**Task objective:** List every line in the rows below that contains the word "Target", copying each line whole. Case counts.

* start Input material *

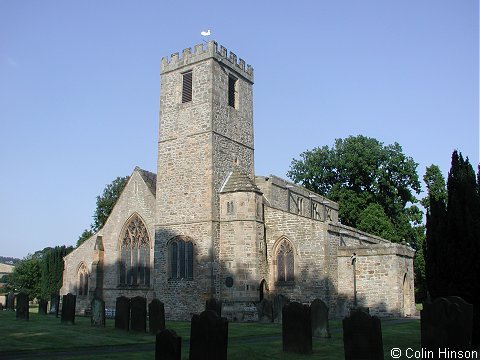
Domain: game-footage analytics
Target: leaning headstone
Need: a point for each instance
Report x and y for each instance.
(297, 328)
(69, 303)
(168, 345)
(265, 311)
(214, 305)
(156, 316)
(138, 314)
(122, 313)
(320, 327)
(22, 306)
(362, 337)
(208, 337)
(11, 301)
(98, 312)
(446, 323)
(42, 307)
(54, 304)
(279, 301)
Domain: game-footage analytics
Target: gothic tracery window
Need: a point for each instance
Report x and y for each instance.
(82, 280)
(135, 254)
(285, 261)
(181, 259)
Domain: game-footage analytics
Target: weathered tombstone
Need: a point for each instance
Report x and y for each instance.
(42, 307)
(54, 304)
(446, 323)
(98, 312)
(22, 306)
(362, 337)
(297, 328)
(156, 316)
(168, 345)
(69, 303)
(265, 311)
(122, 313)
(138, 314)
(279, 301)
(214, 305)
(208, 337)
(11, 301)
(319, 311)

* end Input material *
* start Input material *

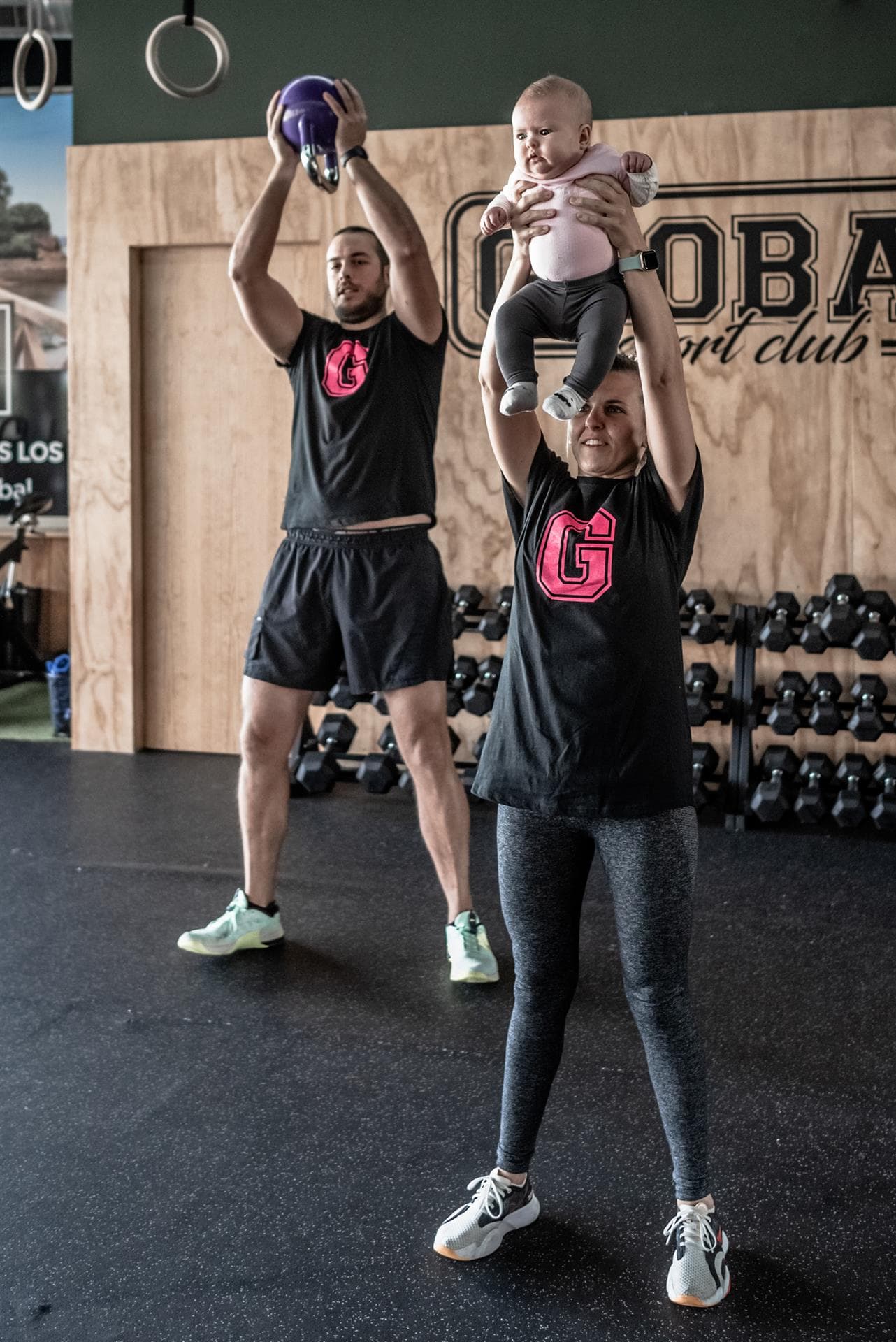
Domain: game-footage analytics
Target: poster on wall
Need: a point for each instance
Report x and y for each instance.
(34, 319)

* end Input material *

**Exercise response:**
Target: leaning headstone
Target: gothic tracery window
Target: weathered tombstone
Target: poster on wall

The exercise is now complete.